▶ _TEXT PROVIDED_
------------------------------------------------------------

2) Replace the valve body in the transmission. This seems to fix the problem in some cases. But not in all cases. And it is very expensive.

3) Replace the entire transmission with a new (not rebuilt) unit. This always fixes the problem. But it’s crazy expensive.

Those three steps are what TAC will instruct your dealership to do.

In my case, it required all three.

In the meantime, you can defeat this transmission behaviour by placing the gear selector into manual mode once you’ve brought the vehicle to a stop. When you release the brake and start rolling again, you return the gear selector back to automatic.

The other option is to only drive in the winter.


----------



## MP81 (Jul 20, 2015)

This is the same problem we've had for years. Basically entirely a non-issue in winter. Seems to really like doing it after driving a good number of miles on the freeway, too (say, when you get off and come to a light after the offramp), which is somewhat bizarre. 

The manual mode trick seems to only like to work as long as it's left in manual _as_ you're almost to a stop. Otherwise, it'll shift into neutral and you'll run into the issue right when you switch into manual mode while stopped. At least, if that happens, you'll be stopped so it won't be as drastic as if it happens when you're applying the throttle.

What _I_ do anymore is just take my foot off the brake and see what the car does. If it's moving forward, I know we're in drive and am free to apply the throttle, but if it doesn't start creeping, I know it's not shifted back into drive so I don't apply the throttle, which lessens the shock a lot (except when on an reverse incline and the car starts rolling back like a manual). 

My wife's strategy is to ignore all that, push the pedal down harder, and get mad at the massive jolt she gets.  

If the trans lines ever decide they are leaking again, I'll just be doing the $5 fix, but plumbing them to a large external cooler with a fan in the hopes it keeps the fluid cooler, but overall, I'm waiting for this thing to neutral-slam itself one too many times at some point.


----------



## justin13703 (May 2, 2016)

Tomko said:


> This is a well documented problem with this Aisin transmission.
> 
> The condition worsens with ambient and transmission temperature. As temperatures drop, like during winter, the problem goes away.

------------------------------------------------------------

▶ _DATASET EXTRACT_
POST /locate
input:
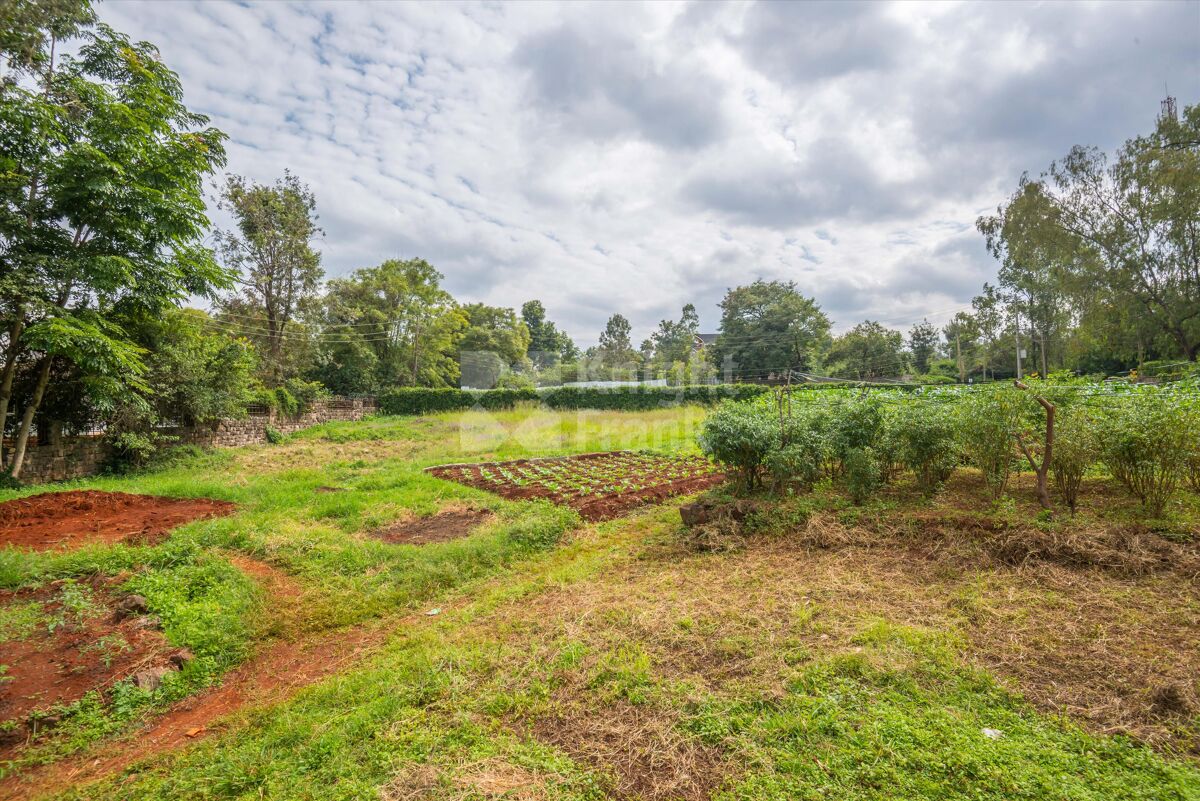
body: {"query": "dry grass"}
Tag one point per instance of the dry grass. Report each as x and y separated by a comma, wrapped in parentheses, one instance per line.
(492, 778)
(636, 747)
(1116, 651)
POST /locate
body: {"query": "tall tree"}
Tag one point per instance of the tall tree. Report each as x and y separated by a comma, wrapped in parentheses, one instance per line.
(869, 350)
(400, 312)
(616, 348)
(1036, 257)
(101, 205)
(768, 327)
(496, 330)
(273, 252)
(675, 339)
(547, 344)
(988, 324)
(923, 341)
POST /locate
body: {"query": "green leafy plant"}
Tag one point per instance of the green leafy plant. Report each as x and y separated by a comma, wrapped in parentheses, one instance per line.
(928, 445)
(1146, 440)
(1075, 449)
(741, 435)
(862, 473)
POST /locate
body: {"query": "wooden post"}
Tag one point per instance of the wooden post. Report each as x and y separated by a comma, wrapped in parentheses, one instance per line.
(1041, 470)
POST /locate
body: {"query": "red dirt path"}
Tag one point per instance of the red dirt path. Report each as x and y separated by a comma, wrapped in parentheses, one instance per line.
(70, 519)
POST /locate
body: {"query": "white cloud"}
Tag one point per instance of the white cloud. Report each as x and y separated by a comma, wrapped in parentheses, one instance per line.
(636, 157)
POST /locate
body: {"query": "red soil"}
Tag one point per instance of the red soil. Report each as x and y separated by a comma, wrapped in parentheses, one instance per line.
(443, 527)
(85, 651)
(70, 519)
(647, 480)
(275, 674)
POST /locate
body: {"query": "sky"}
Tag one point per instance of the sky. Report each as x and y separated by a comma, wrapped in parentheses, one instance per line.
(624, 157)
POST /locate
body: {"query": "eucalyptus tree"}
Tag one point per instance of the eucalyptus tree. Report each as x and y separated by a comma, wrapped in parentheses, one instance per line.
(101, 205)
(923, 341)
(768, 327)
(279, 269)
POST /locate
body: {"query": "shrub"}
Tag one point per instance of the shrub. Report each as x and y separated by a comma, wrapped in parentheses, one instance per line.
(741, 435)
(985, 421)
(1075, 449)
(928, 445)
(797, 463)
(421, 401)
(1146, 443)
(855, 425)
(862, 471)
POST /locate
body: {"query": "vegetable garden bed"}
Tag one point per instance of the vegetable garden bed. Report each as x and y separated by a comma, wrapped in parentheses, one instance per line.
(598, 486)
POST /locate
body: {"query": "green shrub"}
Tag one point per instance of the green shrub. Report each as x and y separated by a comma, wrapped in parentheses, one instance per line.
(862, 471)
(421, 401)
(928, 445)
(855, 425)
(1075, 449)
(796, 464)
(1146, 440)
(987, 421)
(741, 435)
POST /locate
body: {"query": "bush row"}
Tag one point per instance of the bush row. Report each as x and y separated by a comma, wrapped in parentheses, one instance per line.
(419, 401)
(1145, 437)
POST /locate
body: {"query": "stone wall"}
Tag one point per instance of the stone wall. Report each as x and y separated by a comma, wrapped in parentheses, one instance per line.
(76, 457)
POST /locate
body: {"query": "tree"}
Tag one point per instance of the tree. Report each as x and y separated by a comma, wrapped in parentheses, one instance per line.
(499, 331)
(673, 342)
(273, 252)
(1135, 223)
(988, 324)
(923, 341)
(868, 350)
(768, 327)
(401, 313)
(101, 206)
(195, 372)
(616, 349)
(547, 344)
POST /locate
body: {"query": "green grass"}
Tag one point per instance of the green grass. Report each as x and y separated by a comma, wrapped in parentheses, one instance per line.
(796, 696)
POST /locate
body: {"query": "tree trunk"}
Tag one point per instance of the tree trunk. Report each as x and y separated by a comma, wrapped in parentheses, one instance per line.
(27, 421)
(10, 371)
(1041, 470)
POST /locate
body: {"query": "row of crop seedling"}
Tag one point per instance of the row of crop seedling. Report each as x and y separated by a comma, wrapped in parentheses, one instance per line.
(1145, 437)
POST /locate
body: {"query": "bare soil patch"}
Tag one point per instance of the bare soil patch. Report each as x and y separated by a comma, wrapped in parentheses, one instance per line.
(277, 672)
(75, 518)
(598, 486)
(76, 642)
(443, 527)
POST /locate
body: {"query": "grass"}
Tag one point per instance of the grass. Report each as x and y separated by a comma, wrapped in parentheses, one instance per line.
(819, 662)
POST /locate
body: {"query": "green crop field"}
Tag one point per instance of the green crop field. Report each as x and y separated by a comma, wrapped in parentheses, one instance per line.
(841, 652)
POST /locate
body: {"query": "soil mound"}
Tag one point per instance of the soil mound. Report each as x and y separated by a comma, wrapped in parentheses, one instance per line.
(451, 524)
(75, 518)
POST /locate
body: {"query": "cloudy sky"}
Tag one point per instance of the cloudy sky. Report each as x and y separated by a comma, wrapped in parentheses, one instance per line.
(621, 157)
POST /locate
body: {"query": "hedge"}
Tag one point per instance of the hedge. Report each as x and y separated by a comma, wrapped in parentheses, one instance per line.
(419, 401)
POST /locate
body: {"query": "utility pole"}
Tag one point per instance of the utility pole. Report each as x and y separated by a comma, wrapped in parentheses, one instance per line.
(1019, 373)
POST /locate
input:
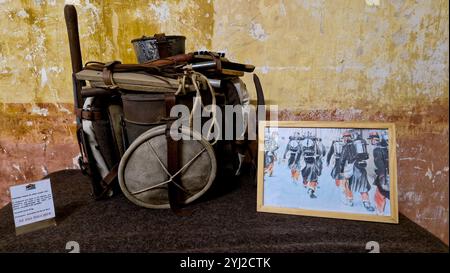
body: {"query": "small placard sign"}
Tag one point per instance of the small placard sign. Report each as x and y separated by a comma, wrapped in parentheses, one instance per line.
(32, 206)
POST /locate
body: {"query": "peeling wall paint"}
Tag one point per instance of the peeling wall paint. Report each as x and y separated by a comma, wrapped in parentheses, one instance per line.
(318, 60)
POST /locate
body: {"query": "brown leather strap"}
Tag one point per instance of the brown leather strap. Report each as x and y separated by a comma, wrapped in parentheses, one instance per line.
(107, 74)
(172, 60)
(176, 197)
(88, 115)
(108, 180)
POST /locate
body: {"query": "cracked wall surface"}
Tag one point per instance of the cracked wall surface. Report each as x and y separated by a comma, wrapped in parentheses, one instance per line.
(318, 60)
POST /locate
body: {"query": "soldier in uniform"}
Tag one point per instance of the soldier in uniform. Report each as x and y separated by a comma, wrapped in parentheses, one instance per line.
(311, 171)
(270, 148)
(381, 162)
(293, 150)
(336, 151)
(353, 168)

------------------------------------------------------------

▶ _GIVEN PROBLEM A_
Copy from the transmission thread, word for word, the part from "What _I_ do" up to and including "(May 2, 2016)".
▶ _GIVEN PROBLEM B_
Pick up the transmission thread from where it stops and keep writing it.

▶ _TASK OUTPUT A_
What _I_ do anymore is just take my foot off the brake and see what the car does. If it's moving forward, I know we're in drive and am free to apply the throttle, but if it doesn't start creeping, I know it's not shifted back into drive so I don't apply the throttle, which lessens the shock a lot (except when on an reverse incline and the car starts rolling back like a manual). 

My wife's strategy is to ignore all that, push the pedal down harder, and get mad at the massive jolt she gets.  

If the trans lines ever decide they are leaking again, I'll just be doing the $5 fix, but plumbing them to a large external cooler with a fan in the hopes it keeps the fluid cooler, but overall, I'm waiting for this thing to neutral-slam itself one too many times at some point.


----------



## justin13703 (May 2, 2016)

▶ _TASK OUTPUT B_
> 
> ...


Thank you, I think I might give it the “run her till she blows” treatment honestly. I’m guessing the valve body isn’t excessively terrible to get out and can probably be done through the oil pan correct? Depending on price I may give that a shot. It’s cheaper than a new car. The manual mode is a good idea. It’s my girl’s car so trying to teach her how to do this might be tricky lol


----------



## justin13703 (May 2, 2016)

MP81 said:


> This is the same problem we've had for years. Basically entirely a non-issue in winter. Seems to really like doing it after driving a good number of miles on the freeway, too (say, when you get off and come to a light after the offramp), which is somewhat bizarre.
> 
> The manual mode trick seems to only like to work as long as it's left in manual _as_ you're almost to a stop. Otherwise, it'll shift into neutral and you'll run into the issue right when you switch into manual mode while stopped. At least, if that happens, you'll be stopped so it won't be as drastic as if it happens when you're applying the throttle.
> 
> ...


Yeah this is my girl’s car and she does the exact same thing lol. Hammer down. I may look into doing the valve body but I’m sure the price may not be worth it. So I’m kinda in the same boat as you just waiting for her to call me one day saying it won’t move with a pile of metal bits and fluid under it. If you do the external cooler, let me know what happens. I don’t plan on getting rid of the car so it’s either gonna blow, get fixed, or just get left the way it is lol


----------



## MP81 (Jul 20, 2015)

Oh there'll be an update for sure if I go that route.

It really only started happening on ours after the trans cooler lines leaked and it ran low on fluid (to the point where it took _seconds_ to downshift at a WOT command). I changed the fluid to AMSOIL at that point (filling it back up) and replaced the lines a couple months later, but after that initial fluid change is when it started to really show the behavior, though not that often because it was winter.


----------



## revjpeterson (Oct 2, 2013)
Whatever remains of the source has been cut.